╭─ Source

The most vociferous denunciation came from the American Jewish Congress which accused the Senator, one of Israel’s most consistent and staunchest Congressional supporters, of “climbing aboard the ‘let’s put more pressure on Israel’ bandwagon.” The AJCongress said it “strongly” disagrees “with his statement that it is up to Israel to ‘come forward with a more precise statement of its views.'” According to the AJCongress “Israel has offered a for-reaching proposal for a solution of the West Bank issue….It is up to those who claim to speak for the residents of the West Bank and Gaza not Israel to give a ‘precise statement’ of their views. Sen. Javits would have been better advised to offer his advice to the leaders of Jordan and Egypt. Israel’s plan is on the table. Let the others now respond,” the AJCongress said.

But Rabbi Alexander Schindler, chairman of the Conference of Presidents of Major American Jewish Organizations said Javits’ speech “makes many valid points.” He added, however, “I wish he had made the resumption of negotiations the focus. Why should Israel make more and more clarification before the process of negotiations?” Schindler asked.

Hyman Bookbinder, Washington representative of the American Jewish Committee, noted that Javits is “a very very good friend of Israel.”He added that he hoped the Senator’s remarks would encourage the Israeli government to offer “further clarification” regarding the future of the West Bank and Gaza.

However, Harold M. Jacobs, president, and Fred Ehrman, chairman, of the Union of Orthodox Jewish Congregations of America, asked Javits to reconsider his position on Israel’s response. Jacobs observed that “social and political changes may occur” during the period of autonomy for the West Bank and Gaza Strip that Israel has proposed and therefore “it would be very unwise for Israel to commit itself to a specific course of action five years from now.”

MAARIV EXPRESSED CONCERN

(The concern that Javits’ speech aroused in Israel was reflected in an editorial in the mass circulation Maariv today which observed that the Senator from New York, a state with a large Jewish population, would not have criticized Israel without a preliminary investigation of the current feelings on the issue among Jews and non-Jews. “Whoever doubted reports that American Jewry is not as united as one behind Israel may now have cause to re-think, “Maariv said. It added: “No doubt Javits has strengthened the hand of the Administration. When a Republican Senator contributes such help to the Democratic President there are no doubt reasons. There is no doubt that not only in the U.S. there is a certain amount of reservation as to the (Israeli) government’s policy, “Maariv said. The editorial also referred to an article in the Jewish Chronicle of London, the organ of the Anglo-Jewish community, which not only criticized the Israeli government’s policy but called for the establishment of a Palestinian sovereignty.)

╰─
╭─ Data extract

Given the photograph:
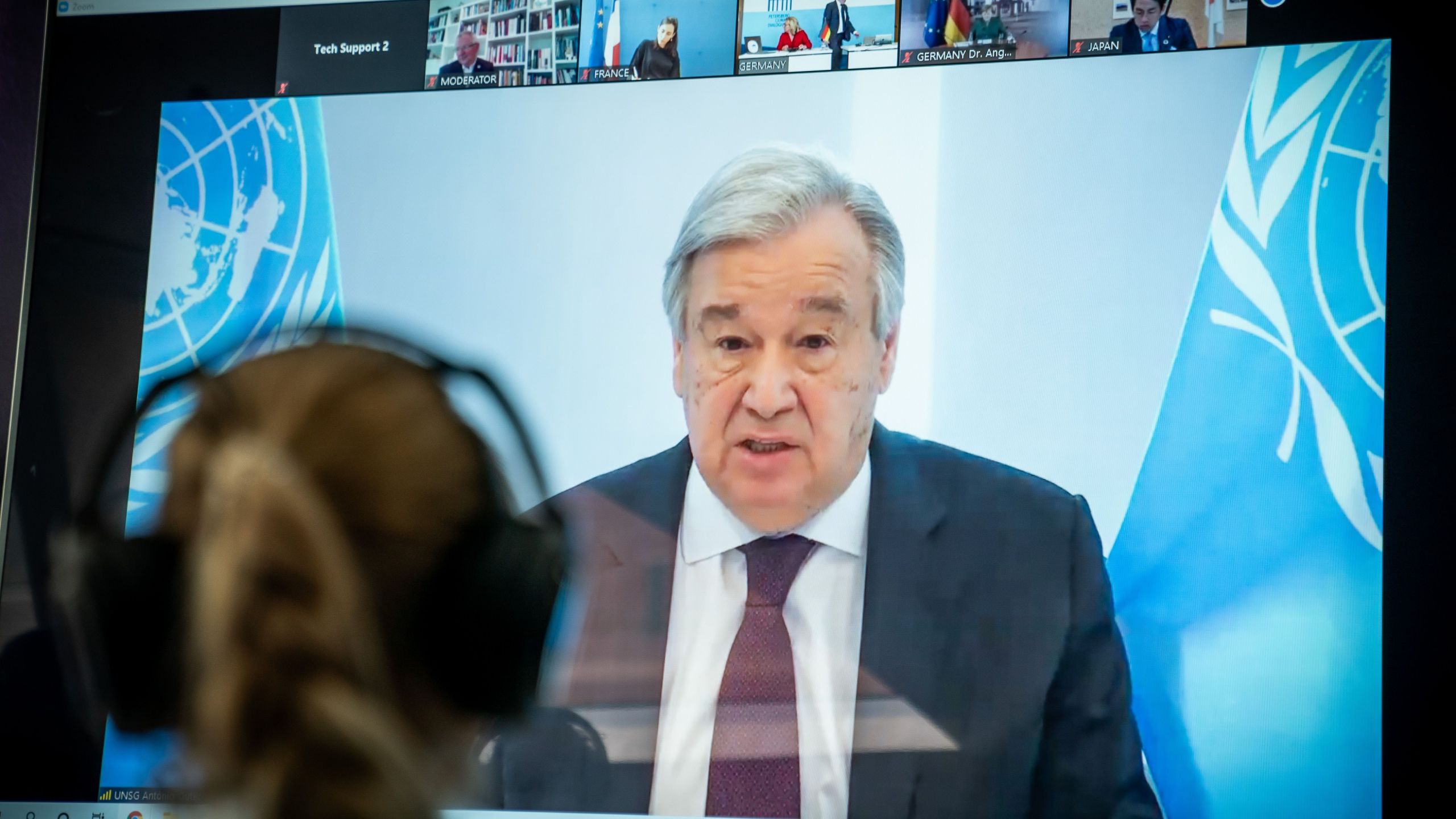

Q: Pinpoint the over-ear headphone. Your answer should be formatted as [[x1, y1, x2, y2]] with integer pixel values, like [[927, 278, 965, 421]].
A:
[[51, 328, 565, 731]]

╰─

| Your goal |
Please copy the part of the article on reactions to Senator Javits' speech between "But Rabbi Alexander" and "Bank and Gaza.", inclusive. The data here comes from a separate source and has no connection to the article.

| Exercise output |
But Rabbi Alexander Schindler, chairman of the Conference of Presidents of Major American Jewish Organizations said Javits’ speech “makes many valid points.” He added, however, “I wish he had made the resumption of negotiations the focus. Why should Israel make more and more clarification before the process of negotiations?” Schindler asked.

Hyman Bookbinder, Washington representative of the American Jewish Committee, noted that Javits is “a very very good friend of Israel.”He added that he hoped the Senator’s remarks would encourage the Israeli government to offer “further clarification” regarding the future of the West Bank and Gaza.